▸ YOUR OBJECTIVE:
Copy every row below character for character, omitting the pictures.

▸ Some rows:
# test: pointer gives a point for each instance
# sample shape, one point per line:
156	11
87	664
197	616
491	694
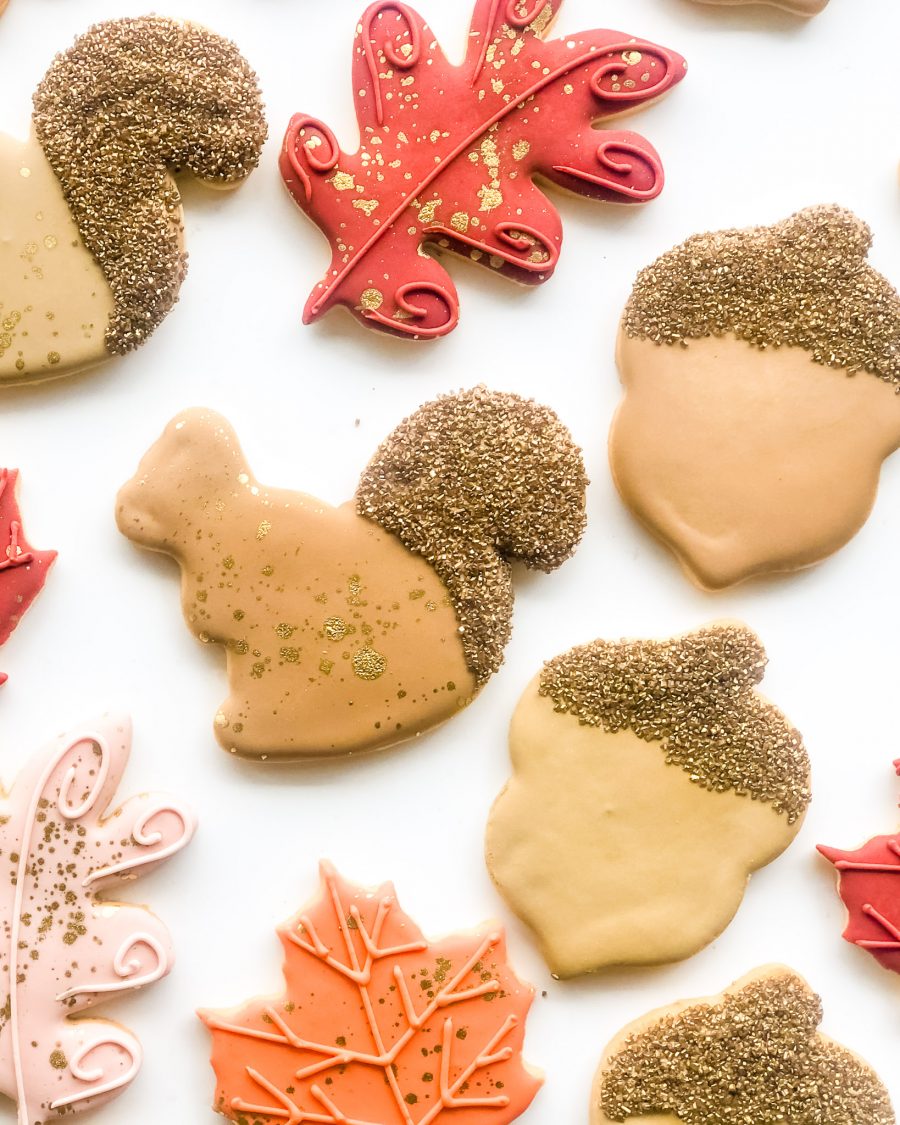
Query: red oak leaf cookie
377	1026
522	107
23	569
869	883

▸ ANSWER TO THE PROBLEM:
# test: pointer gives a point for each instance
# sample shape, one point per line:
156	11
87	664
197	616
491	694
Query: red oak leaf cookie
377	1026
522	107
23	569
869	883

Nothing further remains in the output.